→ EXERCISE BRIEF
Rewrite the lines below, starting with the line with "Target: white touchline marking" and going on through the line with "209 264 L 217", replacing "simplified polygon" with "closed polygon" and leaving the rest unchanged. Give only those lines.

→ GIVEN DATA

--- start ---

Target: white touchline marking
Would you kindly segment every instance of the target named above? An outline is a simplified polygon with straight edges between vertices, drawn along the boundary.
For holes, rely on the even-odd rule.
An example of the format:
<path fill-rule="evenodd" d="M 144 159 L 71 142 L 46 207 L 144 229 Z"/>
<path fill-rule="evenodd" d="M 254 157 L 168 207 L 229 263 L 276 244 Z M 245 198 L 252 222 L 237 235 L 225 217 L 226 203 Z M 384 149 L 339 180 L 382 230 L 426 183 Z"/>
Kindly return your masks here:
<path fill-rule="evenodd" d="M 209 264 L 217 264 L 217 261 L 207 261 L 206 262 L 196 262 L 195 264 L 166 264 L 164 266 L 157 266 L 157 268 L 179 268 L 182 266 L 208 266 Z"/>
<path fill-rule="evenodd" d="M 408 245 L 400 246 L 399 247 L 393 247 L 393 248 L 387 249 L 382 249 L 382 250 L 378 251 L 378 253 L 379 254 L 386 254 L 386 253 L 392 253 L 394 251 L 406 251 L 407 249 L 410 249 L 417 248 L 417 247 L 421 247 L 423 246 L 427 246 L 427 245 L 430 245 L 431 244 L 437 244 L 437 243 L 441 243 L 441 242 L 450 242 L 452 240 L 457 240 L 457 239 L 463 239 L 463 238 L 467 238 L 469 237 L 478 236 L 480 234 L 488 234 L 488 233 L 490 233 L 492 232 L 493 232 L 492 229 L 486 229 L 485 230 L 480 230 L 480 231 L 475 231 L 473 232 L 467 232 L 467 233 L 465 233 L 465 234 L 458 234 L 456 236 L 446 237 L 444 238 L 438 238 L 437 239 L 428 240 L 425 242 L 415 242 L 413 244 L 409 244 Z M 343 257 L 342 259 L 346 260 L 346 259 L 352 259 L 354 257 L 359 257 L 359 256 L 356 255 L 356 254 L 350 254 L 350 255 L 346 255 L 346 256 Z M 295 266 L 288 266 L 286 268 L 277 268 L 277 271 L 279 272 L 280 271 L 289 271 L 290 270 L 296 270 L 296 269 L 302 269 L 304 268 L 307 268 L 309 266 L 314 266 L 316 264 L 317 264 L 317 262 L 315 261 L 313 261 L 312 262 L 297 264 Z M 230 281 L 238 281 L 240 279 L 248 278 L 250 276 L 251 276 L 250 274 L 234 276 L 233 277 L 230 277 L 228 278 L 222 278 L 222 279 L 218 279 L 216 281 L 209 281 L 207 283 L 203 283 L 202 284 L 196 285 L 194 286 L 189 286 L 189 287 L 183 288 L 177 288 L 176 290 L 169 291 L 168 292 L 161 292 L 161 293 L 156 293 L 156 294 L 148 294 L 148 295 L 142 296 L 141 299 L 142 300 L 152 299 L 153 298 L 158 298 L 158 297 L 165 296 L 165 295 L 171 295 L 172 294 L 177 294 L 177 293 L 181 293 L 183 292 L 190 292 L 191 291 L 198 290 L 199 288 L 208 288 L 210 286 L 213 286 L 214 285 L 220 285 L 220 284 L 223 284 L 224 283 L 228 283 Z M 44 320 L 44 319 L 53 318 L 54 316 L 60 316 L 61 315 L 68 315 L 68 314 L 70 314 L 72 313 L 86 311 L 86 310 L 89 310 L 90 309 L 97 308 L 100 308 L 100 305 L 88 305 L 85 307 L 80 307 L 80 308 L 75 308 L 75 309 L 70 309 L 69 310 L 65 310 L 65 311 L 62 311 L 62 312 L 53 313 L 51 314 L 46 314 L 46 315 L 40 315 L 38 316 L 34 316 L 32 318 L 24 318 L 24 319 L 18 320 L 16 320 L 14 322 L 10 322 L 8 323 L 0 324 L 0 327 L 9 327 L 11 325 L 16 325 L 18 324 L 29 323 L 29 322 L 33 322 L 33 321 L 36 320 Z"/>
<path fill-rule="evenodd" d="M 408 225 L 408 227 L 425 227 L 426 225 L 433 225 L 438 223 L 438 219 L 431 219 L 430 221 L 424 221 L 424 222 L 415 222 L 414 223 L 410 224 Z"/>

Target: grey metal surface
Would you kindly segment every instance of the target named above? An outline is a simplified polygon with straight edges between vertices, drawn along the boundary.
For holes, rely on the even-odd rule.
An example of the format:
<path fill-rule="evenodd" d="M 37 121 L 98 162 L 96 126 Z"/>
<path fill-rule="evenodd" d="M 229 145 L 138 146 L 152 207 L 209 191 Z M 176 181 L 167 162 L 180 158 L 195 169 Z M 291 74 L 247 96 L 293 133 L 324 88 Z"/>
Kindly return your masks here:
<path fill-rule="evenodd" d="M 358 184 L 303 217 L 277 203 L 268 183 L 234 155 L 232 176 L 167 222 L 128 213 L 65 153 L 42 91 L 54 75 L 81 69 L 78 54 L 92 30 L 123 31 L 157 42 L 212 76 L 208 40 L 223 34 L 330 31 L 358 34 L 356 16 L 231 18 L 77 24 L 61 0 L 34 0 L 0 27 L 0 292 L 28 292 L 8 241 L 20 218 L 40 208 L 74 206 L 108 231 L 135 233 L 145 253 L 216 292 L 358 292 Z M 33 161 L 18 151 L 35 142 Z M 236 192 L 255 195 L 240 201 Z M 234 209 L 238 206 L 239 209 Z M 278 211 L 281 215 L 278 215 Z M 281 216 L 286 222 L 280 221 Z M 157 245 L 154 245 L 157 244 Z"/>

--- end ---
--- start ---

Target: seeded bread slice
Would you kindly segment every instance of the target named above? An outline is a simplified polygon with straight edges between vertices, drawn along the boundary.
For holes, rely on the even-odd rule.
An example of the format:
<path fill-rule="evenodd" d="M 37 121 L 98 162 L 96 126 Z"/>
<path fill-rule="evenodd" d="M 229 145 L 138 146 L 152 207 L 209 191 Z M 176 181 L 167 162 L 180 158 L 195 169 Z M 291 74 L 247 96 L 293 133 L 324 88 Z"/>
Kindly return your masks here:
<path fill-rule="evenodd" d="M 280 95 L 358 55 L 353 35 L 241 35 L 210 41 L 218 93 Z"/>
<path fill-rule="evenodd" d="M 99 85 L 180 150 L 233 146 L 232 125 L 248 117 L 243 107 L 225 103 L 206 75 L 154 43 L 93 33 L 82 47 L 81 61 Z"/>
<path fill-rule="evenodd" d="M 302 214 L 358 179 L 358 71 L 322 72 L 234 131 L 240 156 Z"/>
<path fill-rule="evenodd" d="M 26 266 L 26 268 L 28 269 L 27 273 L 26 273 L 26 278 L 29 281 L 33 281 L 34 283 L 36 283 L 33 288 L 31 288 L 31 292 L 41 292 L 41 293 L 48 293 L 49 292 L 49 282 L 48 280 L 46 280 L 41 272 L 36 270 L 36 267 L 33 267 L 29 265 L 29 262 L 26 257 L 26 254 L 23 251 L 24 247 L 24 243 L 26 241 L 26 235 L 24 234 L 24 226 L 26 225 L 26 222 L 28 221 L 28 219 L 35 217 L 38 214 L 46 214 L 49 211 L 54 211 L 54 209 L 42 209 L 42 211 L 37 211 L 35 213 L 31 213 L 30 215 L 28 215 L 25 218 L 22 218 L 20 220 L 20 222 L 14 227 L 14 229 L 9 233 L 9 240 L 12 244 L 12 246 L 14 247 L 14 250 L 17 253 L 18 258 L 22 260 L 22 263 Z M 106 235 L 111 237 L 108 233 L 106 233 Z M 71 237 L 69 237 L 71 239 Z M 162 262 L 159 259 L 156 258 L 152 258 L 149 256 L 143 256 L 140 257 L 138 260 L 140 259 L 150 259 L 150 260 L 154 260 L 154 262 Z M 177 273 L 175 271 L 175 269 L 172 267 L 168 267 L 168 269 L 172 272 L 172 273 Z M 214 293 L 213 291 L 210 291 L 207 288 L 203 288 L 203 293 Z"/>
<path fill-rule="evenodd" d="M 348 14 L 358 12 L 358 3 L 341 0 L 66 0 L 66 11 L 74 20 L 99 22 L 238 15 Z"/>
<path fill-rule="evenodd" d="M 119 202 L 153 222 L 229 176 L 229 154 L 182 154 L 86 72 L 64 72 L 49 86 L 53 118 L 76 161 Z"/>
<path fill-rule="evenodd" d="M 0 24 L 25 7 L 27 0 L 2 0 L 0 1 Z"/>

--- end ---

→ CORRECT RESULT
Target: white touchline marking
Would you kindly segment every instance of the target named above? An outline is a closed polygon with straight edges between vertices, drawn along the boundary.
For holes, rely on the even-odd rule.
An example of the format:
<path fill-rule="evenodd" d="M 144 159 L 71 142 L 46 207 L 144 229 Z"/>
<path fill-rule="evenodd" d="M 254 157 L 168 207 L 229 263 L 276 244 Z M 245 198 L 252 222 L 237 235 L 225 217 L 226 203 Z M 384 149 L 339 180 L 382 230 L 426 183 Z"/>
Kindly return your masks here:
<path fill-rule="evenodd" d="M 209 264 L 217 264 L 217 261 L 207 261 L 206 262 L 196 262 L 195 264 L 166 264 L 164 266 L 157 266 L 157 268 L 179 268 L 182 266 L 208 266 Z"/>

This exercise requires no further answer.